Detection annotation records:

»»

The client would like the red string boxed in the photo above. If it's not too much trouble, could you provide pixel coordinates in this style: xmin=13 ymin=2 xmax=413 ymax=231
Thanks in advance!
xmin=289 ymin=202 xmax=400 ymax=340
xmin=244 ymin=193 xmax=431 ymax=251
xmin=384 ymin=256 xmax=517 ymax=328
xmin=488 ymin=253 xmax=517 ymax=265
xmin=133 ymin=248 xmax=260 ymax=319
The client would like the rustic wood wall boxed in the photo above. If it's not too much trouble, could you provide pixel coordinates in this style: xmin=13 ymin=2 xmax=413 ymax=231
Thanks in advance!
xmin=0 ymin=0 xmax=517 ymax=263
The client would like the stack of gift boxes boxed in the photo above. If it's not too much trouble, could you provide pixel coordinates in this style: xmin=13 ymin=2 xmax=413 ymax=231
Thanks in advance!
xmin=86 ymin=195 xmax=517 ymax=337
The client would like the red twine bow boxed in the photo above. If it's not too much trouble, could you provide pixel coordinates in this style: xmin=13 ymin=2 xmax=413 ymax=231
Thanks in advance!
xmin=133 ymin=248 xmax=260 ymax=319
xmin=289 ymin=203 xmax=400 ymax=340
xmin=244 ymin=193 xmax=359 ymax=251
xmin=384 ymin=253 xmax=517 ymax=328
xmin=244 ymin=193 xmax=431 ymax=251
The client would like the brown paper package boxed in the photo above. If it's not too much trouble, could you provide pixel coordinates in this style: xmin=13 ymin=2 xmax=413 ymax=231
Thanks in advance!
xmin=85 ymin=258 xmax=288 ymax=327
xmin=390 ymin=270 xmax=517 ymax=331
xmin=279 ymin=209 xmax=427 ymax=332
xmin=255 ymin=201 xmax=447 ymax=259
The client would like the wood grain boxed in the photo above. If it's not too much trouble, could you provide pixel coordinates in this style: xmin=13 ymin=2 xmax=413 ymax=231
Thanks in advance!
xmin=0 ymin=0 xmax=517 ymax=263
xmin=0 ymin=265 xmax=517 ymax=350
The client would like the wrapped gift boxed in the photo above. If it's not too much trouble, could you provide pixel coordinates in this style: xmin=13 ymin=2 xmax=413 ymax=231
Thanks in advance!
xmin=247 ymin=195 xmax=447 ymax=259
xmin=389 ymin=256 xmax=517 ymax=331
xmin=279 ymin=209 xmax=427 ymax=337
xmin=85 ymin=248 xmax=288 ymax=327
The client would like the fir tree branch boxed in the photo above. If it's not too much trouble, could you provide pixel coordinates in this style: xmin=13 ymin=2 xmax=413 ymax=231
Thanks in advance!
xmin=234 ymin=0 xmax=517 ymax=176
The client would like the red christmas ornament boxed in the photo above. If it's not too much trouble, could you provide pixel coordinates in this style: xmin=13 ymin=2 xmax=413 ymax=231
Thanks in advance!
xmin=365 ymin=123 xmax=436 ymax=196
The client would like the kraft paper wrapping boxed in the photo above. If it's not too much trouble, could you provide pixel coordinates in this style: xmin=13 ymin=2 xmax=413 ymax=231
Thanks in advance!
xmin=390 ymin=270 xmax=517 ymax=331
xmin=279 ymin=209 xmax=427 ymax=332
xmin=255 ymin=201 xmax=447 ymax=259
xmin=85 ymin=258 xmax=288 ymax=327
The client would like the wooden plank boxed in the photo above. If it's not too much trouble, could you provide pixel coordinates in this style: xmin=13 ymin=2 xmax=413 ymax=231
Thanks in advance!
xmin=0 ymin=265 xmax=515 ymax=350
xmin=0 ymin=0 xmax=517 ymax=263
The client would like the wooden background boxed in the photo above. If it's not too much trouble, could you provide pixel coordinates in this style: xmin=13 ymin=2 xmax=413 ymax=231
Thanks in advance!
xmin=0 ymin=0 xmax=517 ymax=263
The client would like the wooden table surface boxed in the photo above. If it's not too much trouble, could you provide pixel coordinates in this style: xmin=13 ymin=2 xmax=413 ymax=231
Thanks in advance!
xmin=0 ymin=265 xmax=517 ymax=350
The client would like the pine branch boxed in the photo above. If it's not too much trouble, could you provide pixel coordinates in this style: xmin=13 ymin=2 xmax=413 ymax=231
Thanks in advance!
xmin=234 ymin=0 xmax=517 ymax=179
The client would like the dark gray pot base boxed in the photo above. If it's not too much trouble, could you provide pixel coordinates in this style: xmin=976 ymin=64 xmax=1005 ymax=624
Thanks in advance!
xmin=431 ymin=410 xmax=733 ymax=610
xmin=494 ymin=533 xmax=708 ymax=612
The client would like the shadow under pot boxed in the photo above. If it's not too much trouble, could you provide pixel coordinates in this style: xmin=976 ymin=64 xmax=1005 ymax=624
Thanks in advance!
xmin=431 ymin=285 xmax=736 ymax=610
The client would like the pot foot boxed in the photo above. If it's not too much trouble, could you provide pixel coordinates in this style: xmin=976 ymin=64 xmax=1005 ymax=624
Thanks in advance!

««

§ **Stated exercise**:
From the line holding "The client would like the kraft" through the last line above, reproduce each line exactly and add nothing.

§ **The result**:
The client would like the kraft paper wrapping boxed in the photo above. If it's not too much trouble, could you provide pixel coordinates in this style: xmin=13 ymin=2 xmax=413 ymax=231
Thanks in advance!
xmin=390 ymin=270 xmax=517 ymax=331
xmin=279 ymin=209 xmax=427 ymax=332
xmin=255 ymin=201 xmax=447 ymax=259
xmin=85 ymin=258 xmax=288 ymax=327
The client would like the wooden plank boxed in the photo above. If it's not too much trouble, could you provide pixel coordinates in this style: xmin=13 ymin=2 xmax=413 ymax=231
Thanks in advance!
xmin=0 ymin=265 xmax=515 ymax=350
xmin=0 ymin=0 xmax=517 ymax=263
The client would like the wooden background boxed in the photo above. If it's not too much trouble, could you provide pixel coordinates in this style: xmin=13 ymin=2 xmax=413 ymax=231
Thanks in advance!
xmin=0 ymin=0 xmax=517 ymax=263
The client would like the wooden table surface boxed in the photo above. If it's not too much trouble, could you provide pixel coordinates in this style: xmin=13 ymin=2 xmax=413 ymax=231
Thanks in advance!
xmin=0 ymin=265 xmax=517 ymax=350
The client would like the pine branch boxed in the photo above. If it's not too much trouble, could you provide pixel coordinates in this style: xmin=13 ymin=2 xmax=413 ymax=231
Thanks in advance!
xmin=234 ymin=0 xmax=517 ymax=179
The client would like the dark gray pot base boxed in the photo above. If it's not too much trouble, could you provide pixel coordinates in this style: xmin=976 ymin=64 xmax=1005 ymax=624
Thanks in advance!
xmin=431 ymin=410 xmax=733 ymax=610
xmin=494 ymin=533 xmax=708 ymax=612
The client would like the shadow under pot boxed in the photo above. If it's not too much trouble, could you provide pixel coordinates in this style: xmin=976 ymin=64 xmax=1005 ymax=624
Thanks in advance!
xmin=431 ymin=285 xmax=736 ymax=610
The client would like the pot foot boxed in the photo above. If it's not too much trouble, could you provide pixel coordinates in this style: xmin=976 ymin=64 xmax=1005 ymax=624
Thanks in advance!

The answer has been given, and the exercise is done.